- [TASK OBJECTIVE] Copy the material between the lines holding "Place a point on every instance of the running" and "Place a point on every instance of the tree in", inclusive, changing "player's" to "athlete's" and leaving everything else as it is.

- [Entries from a pointing dataset]

○ ○ ○ ○

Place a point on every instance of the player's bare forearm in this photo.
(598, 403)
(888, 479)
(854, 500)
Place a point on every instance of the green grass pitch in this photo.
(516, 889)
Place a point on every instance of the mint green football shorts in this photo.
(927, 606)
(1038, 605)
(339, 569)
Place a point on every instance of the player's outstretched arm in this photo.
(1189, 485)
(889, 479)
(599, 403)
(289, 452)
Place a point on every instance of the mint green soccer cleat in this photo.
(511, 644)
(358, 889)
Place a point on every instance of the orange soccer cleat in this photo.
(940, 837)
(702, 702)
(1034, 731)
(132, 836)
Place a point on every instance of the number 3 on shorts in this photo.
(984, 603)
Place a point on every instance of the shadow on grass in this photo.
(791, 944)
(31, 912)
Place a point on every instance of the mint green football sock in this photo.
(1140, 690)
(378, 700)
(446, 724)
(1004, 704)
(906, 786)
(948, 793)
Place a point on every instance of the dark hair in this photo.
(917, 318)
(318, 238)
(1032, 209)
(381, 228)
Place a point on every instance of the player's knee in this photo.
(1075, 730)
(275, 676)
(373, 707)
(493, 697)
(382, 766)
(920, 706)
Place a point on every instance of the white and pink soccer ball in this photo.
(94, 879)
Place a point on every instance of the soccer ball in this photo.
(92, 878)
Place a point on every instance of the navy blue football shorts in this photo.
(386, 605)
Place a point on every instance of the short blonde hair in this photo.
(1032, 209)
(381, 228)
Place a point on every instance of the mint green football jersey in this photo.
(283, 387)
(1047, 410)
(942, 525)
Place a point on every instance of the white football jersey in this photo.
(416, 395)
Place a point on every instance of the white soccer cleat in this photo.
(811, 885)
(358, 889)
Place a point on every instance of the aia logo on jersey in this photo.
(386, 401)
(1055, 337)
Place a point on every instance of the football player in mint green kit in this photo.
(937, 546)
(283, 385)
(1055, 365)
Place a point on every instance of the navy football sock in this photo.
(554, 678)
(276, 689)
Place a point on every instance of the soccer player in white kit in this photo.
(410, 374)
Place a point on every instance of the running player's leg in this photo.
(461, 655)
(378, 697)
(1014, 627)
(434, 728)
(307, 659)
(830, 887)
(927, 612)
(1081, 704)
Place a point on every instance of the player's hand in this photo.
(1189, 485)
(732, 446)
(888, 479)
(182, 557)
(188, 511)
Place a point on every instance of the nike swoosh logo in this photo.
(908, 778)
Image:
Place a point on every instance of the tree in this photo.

○ ○ ○ ○

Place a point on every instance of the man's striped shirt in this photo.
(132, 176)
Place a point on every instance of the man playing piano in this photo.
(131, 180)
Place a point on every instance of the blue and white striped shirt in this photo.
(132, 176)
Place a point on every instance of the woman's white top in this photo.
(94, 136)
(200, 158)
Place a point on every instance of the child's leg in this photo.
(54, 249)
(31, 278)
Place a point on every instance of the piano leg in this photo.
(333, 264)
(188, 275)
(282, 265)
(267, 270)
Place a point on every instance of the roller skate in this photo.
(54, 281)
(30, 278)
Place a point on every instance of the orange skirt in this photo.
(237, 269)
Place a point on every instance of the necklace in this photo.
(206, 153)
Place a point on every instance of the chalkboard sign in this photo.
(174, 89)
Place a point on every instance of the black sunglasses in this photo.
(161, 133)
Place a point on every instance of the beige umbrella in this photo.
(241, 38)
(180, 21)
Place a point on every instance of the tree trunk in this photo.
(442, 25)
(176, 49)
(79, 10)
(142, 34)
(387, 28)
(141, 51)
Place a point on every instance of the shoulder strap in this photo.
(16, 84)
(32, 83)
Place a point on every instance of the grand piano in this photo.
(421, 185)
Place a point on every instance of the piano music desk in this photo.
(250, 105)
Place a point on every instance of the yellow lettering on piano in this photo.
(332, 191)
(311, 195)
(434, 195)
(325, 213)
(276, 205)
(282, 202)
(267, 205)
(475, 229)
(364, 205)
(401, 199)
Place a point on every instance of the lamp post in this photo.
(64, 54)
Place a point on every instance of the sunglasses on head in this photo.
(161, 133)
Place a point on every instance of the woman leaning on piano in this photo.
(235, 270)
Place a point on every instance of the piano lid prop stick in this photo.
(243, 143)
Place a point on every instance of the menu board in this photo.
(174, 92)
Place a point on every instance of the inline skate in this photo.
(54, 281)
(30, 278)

○ ○ ○ ○

- [RESPONSE FOR THIS EXERCISE]
Place a point on every instance of the running athlete's leg in this photo.
(461, 655)
(378, 697)
(1014, 627)
(434, 728)
(307, 659)
(830, 887)
(927, 612)
(1081, 704)
Place a point on every instance of the athlete's hand in this photo.
(1189, 485)
(732, 446)
(888, 479)
(182, 557)
(188, 511)
Place a point on every instance of the nike swoosh logo in this photo.
(908, 778)
Image:
Place a point on every instance of the tree in this photo.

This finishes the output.